Listing:
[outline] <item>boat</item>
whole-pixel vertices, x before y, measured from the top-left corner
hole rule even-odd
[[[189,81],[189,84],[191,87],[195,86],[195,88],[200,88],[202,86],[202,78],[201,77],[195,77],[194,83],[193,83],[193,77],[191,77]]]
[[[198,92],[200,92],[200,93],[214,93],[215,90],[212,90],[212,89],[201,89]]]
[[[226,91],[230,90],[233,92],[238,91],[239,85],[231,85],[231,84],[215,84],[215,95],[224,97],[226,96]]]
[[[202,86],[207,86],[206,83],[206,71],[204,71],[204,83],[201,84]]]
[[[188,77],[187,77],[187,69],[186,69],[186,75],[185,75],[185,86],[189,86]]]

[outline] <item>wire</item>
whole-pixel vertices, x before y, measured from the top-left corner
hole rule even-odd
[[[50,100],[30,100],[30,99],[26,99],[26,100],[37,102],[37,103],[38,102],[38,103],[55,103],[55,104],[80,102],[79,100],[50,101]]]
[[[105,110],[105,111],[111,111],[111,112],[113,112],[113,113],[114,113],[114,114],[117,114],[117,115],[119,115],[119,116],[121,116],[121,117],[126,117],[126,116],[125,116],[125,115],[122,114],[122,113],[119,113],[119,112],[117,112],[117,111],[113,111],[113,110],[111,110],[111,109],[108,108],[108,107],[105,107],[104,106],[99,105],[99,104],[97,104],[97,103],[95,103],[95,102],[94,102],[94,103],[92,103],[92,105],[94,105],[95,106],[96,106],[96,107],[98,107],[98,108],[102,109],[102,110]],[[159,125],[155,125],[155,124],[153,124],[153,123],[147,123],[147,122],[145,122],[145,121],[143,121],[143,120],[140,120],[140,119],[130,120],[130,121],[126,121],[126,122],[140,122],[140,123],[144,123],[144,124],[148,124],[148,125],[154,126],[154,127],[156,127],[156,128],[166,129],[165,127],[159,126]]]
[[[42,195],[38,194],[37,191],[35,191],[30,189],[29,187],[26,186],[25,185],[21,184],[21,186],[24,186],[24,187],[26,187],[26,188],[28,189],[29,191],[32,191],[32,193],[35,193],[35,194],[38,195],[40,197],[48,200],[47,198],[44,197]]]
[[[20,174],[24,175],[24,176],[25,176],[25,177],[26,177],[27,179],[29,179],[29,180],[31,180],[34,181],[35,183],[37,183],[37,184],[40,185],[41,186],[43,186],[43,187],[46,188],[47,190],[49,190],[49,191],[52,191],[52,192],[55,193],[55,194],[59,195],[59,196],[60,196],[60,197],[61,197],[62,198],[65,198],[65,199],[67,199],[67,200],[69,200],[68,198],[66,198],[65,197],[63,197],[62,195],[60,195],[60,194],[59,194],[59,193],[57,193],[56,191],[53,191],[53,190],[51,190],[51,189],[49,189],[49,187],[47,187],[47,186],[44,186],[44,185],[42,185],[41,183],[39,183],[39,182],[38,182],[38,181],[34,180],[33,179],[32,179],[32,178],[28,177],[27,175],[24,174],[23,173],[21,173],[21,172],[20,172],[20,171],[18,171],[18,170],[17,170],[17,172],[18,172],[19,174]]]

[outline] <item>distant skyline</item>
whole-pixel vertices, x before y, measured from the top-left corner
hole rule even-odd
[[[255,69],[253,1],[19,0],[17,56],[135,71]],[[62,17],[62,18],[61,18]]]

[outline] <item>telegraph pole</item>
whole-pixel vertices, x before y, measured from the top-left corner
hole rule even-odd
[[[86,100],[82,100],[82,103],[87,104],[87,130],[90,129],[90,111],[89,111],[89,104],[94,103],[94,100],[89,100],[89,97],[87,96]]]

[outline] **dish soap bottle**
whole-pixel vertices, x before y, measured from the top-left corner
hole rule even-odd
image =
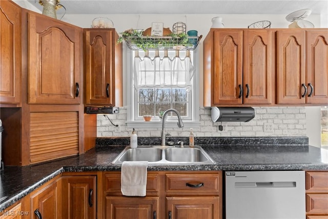
[[[193,132],[193,128],[190,128],[190,134],[189,134],[189,147],[194,147],[195,146],[194,136]]]
[[[138,147],[138,135],[134,131],[134,128],[132,131],[132,134],[130,136],[130,146],[131,148],[135,148]]]

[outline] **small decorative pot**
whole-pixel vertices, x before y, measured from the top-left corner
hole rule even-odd
[[[42,14],[55,19],[57,19],[56,6],[57,0],[42,0],[43,4]]]
[[[222,17],[215,17],[212,18],[211,28],[224,28],[224,24],[222,22]]]

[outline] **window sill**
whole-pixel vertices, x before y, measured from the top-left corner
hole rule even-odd
[[[183,121],[183,125],[184,126],[183,128],[199,128],[200,126],[200,123],[199,122],[194,121]],[[177,125],[177,121],[166,121],[165,122],[165,128],[178,128]],[[127,125],[128,128],[135,128],[135,127],[139,128],[157,128],[161,129],[162,128],[162,121],[128,121],[127,122]]]

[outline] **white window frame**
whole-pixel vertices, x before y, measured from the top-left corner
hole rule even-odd
[[[127,91],[126,106],[127,106],[127,125],[128,128],[161,128],[162,121],[160,120],[152,120],[151,122],[145,122],[143,120],[134,120],[135,106],[134,99],[137,98],[137,94],[134,92],[133,87],[133,51],[129,49],[127,46],[124,46],[124,53],[126,55],[126,79],[124,86],[126,86],[124,90]],[[199,128],[200,127],[199,122],[199,55],[198,54],[198,49],[193,50],[193,65],[195,67],[195,71],[192,78],[193,80],[191,98],[192,104],[191,109],[192,112],[191,113],[191,120],[182,120],[184,128]],[[175,116],[173,118],[176,118]],[[177,127],[177,120],[172,120],[168,116],[166,118],[166,127],[174,128]]]

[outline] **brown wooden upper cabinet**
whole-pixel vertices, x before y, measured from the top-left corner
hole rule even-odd
[[[83,29],[28,13],[28,103],[79,104]]]
[[[122,44],[115,29],[85,29],[86,106],[122,105]]]
[[[211,29],[203,43],[204,106],[274,104],[271,30]]]
[[[20,103],[22,19],[20,8],[0,1],[0,104]],[[14,105],[14,106],[15,106]]]
[[[328,29],[277,31],[277,103],[328,105]]]

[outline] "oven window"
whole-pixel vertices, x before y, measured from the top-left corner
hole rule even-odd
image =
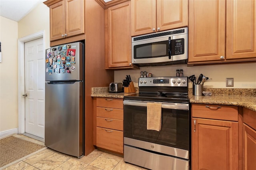
[[[134,45],[134,59],[154,58],[168,56],[168,41]]]
[[[158,132],[147,130],[146,107],[124,107],[124,137],[188,150],[188,111],[162,109],[161,128]]]

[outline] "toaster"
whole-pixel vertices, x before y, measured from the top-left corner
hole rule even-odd
[[[111,83],[109,84],[109,93],[122,93],[124,92],[122,83]]]

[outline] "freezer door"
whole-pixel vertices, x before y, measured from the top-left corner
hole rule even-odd
[[[82,82],[46,83],[45,89],[45,145],[69,155],[83,155]]]
[[[46,50],[46,81],[83,79],[84,45],[63,44]]]

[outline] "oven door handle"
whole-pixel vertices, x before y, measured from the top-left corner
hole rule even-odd
[[[145,101],[124,101],[124,105],[134,106],[141,106],[146,107],[148,103],[155,103],[162,104],[162,108],[170,109],[189,110],[189,105],[186,103],[162,103],[162,102],[149,102]]]

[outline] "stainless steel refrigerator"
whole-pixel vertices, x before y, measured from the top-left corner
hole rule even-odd
[[[45,145],[80,157],[84,154],[84,46],[46,50]]]

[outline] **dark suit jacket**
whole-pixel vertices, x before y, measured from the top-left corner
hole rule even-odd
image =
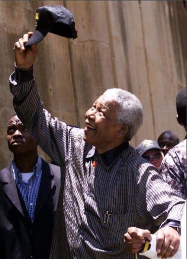
[[[2,225],[3,232],[8,236],[5,245],[9,251],[5,259],[49,258],[60,187],[60,169],[43,161],[42,170],[33,223],[16,186],[11,165],[0,171],[7,215]]]

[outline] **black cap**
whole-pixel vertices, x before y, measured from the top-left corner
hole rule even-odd
[[[71,12],[60,5],[45,5],[38,8],[36,13],[36,31],[25,46],[40,42],[48,32],[66,38],[77,38],[77,31]]]
[[[139,152],[140,156],[143,155],[147,150],[154,149],[161,150],[160,147],[157,141],[149,139],[144,139],[135,148],[136,150]]]

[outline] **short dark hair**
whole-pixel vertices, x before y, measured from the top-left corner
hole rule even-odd
[[[179,91],[176,96],[176,108],[180,121],[187,127],[187,86]]]

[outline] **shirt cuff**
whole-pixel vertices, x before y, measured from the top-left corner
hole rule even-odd
[[[170,222],[167,223],[166,225],[162,226],[162,228],[163,228],[164,227],[171,227],[172,228],[174,228],[178,232],[179,235],[180,236],[181,235],[181,224],[179,222],[177,222],[176,221],[170,221]]]
[[[30,81],[33,78],[33,66],[28,69],[18,69],[15,66],[15,72],[17,83]]]

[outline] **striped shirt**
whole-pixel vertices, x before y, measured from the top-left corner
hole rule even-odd
[[[33,168],[34,173],[27,183],[23,181],[21,173],[14,161],[12,162],[12,169],[16,185],[24,201],[30,218],[33,222],[42,174],[42,160],[39,156],[37,163]]]
[[[16,77],[13,73],[10,82],[17,114],[65,172],[51,259],[133,259],[123,241],[129,227],[150,229],[153,222],[157,226],[179,223],[184,201],[153,165],[129,146],[106,166],[95,147],[84,141],[84,130],[68,126],[43,109],[34,78],[28,76],[27,82]]]

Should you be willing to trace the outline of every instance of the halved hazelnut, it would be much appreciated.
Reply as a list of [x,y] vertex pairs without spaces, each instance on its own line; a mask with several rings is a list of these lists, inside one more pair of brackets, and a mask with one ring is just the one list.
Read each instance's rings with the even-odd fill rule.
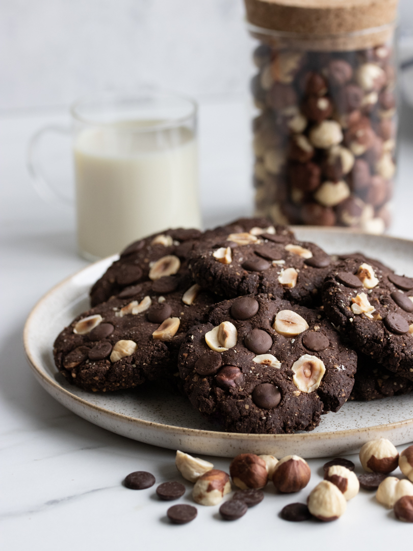
[[222,264],[231,264],[232,262],[231,247],[220,247],[214,251],[212,256]]
[[325,372],[325,366],[316,356],[305,354],[292,364],[292,382],[302,392],[309,394],[317,390]]
[[126,356],[131,356],[137,349],[138,345],[133,341],[118,341],[112,349],[111,361],[118,361]]
[[193,457],[189,453],[177,450],[175,464],[184,478],[190,482],[196,482],[199,477],[214,468],[214,465],[199,457]]
[[308,496],[307,504],[313,516],[324,522],[336,520],[347,509],[346,498],[328,480],[317,484]]
[[360,265],[356,275],[366,289],[373,289],[378,284],[379,280],[376,277],[373,267],[366,262]]
[[281,269],[278,276],[278,280],[283,287],[292,289],[297,284],[298,277],[298,273],[295,268],[287,268],[285,270]]
[[211,350],[225,352],[237,344],[238,331],[230,321],[223,321],[205,333],[205,341]]
[[126,306],[123,306],[120,309],[119,317],[123,317],[128,314],[135,315],[137,314],[140,314],[142,312],[145,312],[151,304],[152,300],[149,296],[144,296],[140,302],[138,302],[137,300],[132,300],[129,304],[127,304]]
[[281,368],[281,362],[272,354],[260,354],[253,358],[252,361],[256,364],[268,365],[270,368],[276,368],[277,369]]
[[289,252],[291,252],[291,254],[297,255],[297,256],[301,256],[302,258],[311,258],[313,256],[313,253],[309,249],[305,249],[299,245],[292,245],[292,244],[286,245],[284,249]]
[[197,298],[198,294],[201,290],[201,286],[198,283],[195,283],[192,287],[189,287],[187,291],[186,291],[182,295],[182,302],[184,304],[191,306]]
[[280,310],[273,323],[273,329],[284,337],[295,337],[308,328],[304,318],[292,310]]
[[152,338],[157,341],[172,341],[179,329],[181,320],[178,317],[168,317],[152,333]]
[[165,276],[173,276],[181,267],[181,261],[174,255],[162,256],[155,262],[149,270],[149,279],[156,281]]
[[399,464],[399,452],[385,438],[367,442],[362,446],[358,456],[363,468],[368,473],[387,474]]
[[311,471],[308,463],[297,455],[287,455],[275,465],[273,483],[284,494],[300,491],[308,484]]
[[103,318],[100,314],[93,316],[88,316],[80,320],[73,327],[73,333],[77,335],[85,335],[90,333],[93,329],[97,327],[99,323],[103,321]]

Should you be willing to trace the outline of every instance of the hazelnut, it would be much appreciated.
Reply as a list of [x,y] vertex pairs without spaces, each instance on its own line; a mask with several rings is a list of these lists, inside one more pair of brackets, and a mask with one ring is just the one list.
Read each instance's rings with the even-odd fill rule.
[[399,452],[385,438],[367,442],[360,450],[359,457],[363,468],[368,473],[387,474],[399,464]]
[[183,478],[190,482],[196,482],[200,476],[214,468],[214,465],[209,461],[193,457],[179,450],[176,452],[175,464]]
[[332,482],[348,501],[358,493],[360,484],[352,471],[341,465],[333,465],[324,472],[324,480]]
[[401,452],[399,457],[399,467],[403,474],[413,482],[413,446],[409,446]]
[[202,474],[195,483],[192,496],[200,505],[218,505],[230,491],[229,476],[223,471],[211,469]]
[[292,310],[280,310],[273,323],[273,329],[284,337],[296,337],[308,328],[304,318]]
[[377,488],[376,499],[390,509],[405,495],[413,495],[413,484],[405,479],[400,480],[397,477],[387,477]]
[[264,488],[268,480],[267,464],[254,453],[241,453],[230,465],[232,482],[241,490]]
[[305,488],[311,476],[311,471],[307,461],[297,455],[287,455],[275,465],[273,483],[278,491],[291,494]]
[[312,490],[307,504],[311,514],[324,522],[336,520],[347,508],[343,494],[328,480],[323,480]]

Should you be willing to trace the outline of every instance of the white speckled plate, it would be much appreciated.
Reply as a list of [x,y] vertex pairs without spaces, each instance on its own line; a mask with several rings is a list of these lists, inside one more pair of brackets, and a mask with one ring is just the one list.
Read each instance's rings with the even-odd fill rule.
[[[413,274],[413,241],[317,228],[294,229],[329,253],[362,251],[400,274]],[[180,396],[142,389],[91,393],[72,386],[58,372],[53,341],[72,320],[88,308],[88,292],[116,257],[83,269],[57,285],[35,307],[26,323],[24,345],[32,369],[46,390],[69,409],[100,426],[162,447],[234,457],[246,452],[278,457],[339,455],[357,451],[365,442],[385,436],[396,445],[413,440],[413,394],[369,402],[347,403],[322,417],[311,433],[238,434],[214,430]]]

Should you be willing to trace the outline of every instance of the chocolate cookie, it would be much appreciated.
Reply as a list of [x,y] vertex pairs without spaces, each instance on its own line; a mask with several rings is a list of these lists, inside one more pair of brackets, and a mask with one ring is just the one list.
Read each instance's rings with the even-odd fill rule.
[[350,258],[327,277],[322,295],[327,316],[357,349],[413,380],[413,279]]
[[187,333],[180,374],[193,406],[225,430],[311,430],[349,397],[356,356],[322,310],[259,294],[216,305]]
[[103,391],[132,388],[146,380],[177,380],[181,343],[191,326],[206,321],[214,298],[191,280],[162,294],[156,283],[136,286],[134,294],[111,299],[63,329],[53,352],[68,380],[86,390]]

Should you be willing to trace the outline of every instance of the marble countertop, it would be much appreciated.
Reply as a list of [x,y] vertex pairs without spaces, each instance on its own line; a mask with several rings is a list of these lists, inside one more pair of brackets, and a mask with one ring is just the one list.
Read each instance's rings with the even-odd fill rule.
[[[201,105],[201,192],[206,225],[251,210],[246,106],[243,98],[216,98]],[[24,321],[36,302],[87,264],[76,252],[73,213],[44,203],[32,188],[25,168],[30,136],[45,124],[67,123],[67,116],[56,109],[0,118],[2,548],[127,551],[167,547],[209,551],[273,546],[315,550],[328,545],[338,551],[367,547],[376,551],[407,544],[411,528],[376,503],[374,493],[361,492],[336,522],[291,525],[279,517],[285,505],[305,501],[321,480],[322,458],[309,461],[312,477],[308,489],[282,496],[269,486],[263,503],[234,522],[221,520],[218,506],[199,506],[198,516],[191,524],[172,526],[166,518],[170,504],[157,499],[156,487],[134,491],[122,486],[124,477],[137,470],[152,472],[157,483],[180,480],[174,452],[112,434],[71,413],[35,380],[22,344]],[[406,109],[401,118],[392,233],[413,238],[413,112]],[[227,471],[228,460],[204,458]],[[191,503],[191,485],[186,485],[181,501]]]

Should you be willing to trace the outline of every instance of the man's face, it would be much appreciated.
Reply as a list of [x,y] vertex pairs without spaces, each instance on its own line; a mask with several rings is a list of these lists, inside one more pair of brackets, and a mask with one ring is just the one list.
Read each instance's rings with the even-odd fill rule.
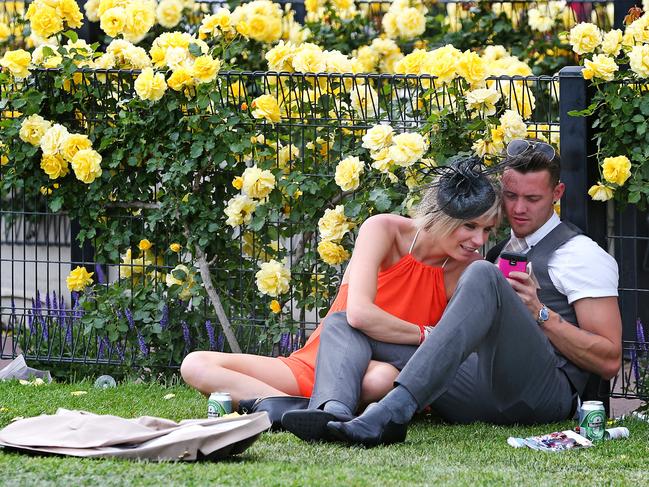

Directive:
Copy out, character for character, the part of the items above that opens with the line containing "[outline] **window sill**" and closes with the line containing "[[[328,29],[277,31],[277,103],[328,105]]]", including both of those lines.

Solution to this exercise:
[outline] **window sill**
whole-pixel vertices, x before y, measured from the top-left corner
hole rule even-odd
[[[183,121],[183,125],[184,126],[183,128],[199,128],[200,126],[200,123],[199,122],[194,121]],[[177,125],[177,121],[166,121],[165,122],[165,128],[178,128]],[[127,125],[128,128],[135,128],[135,127],[139,128],[157,128],[161,129],[162,128],[162,121],[128,121],[127,122]]]

[outline] **white window frame**
whole-pixel vertices, x before y, measured from the top-left corner
hole rule even-odd
[[[127,91],[126,106],[127,106],[127,125],[128,128],[161,128],[162,121],[160,120],[152,120],[151,122],[145,122],[143,120],[134,120],[135,106],[134,99],[137,98],[137,94],[134,92],[133,87],[133,51],[129,49],[127,46],[124,46],[124,53],[126,55],[126,79],[124,86],[126,86],[124,90]],[[199,128],[200,127],[199,122],[199,55],[198,54],[198,49],[193,50],[193,65],[195,67],[195,71],[192,78],[193,80],[191,98],[192,104],[191,109],[192,112],[191,113],[191,120],[182,120],[184,128]],[[175,116],[173,118],[176,118]],[[177,127],[177,120],[172,120],[168,116],[166,118],[166,127],[174,128]]]

[outline] **brown wooden upper cabinet**
whole-pixel vertices, x before y, measured from the top-left corner
hole rule even-odd
[[[83,29],[28,13],[28,103],[79,104]]]
[[[122,44],[115,29],[85,29],[86,106],[122,105]]]
[[[211,29],[203,43],[204,106],[274,104],[271,30]]]
[[[20,103],[22,19],[20,8],[0,1],[0,104]],[[14,105],[14,106],[15,106]]]
[[[328,29],[277,31],[277,103],[328,105]]]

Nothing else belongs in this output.